**DATASET EXCERPTS:**
════════════════════
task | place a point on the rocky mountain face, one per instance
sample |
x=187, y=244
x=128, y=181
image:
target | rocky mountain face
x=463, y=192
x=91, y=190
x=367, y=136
════════════════════
**EXERCISE OBJECTIVE:** Rewrite the material above as a numbered list with one line per item, and leave out any blank lines.

**THE RESULT:**
1. task | place a point on the rocky mountain face, one per instance
2. sample |
3. x=187, y=244
4. x=128, y=181
5. image:
6. target | rocky mountain face
7. x=463, y=192
8. x=91, y=190
9. x=367, y=136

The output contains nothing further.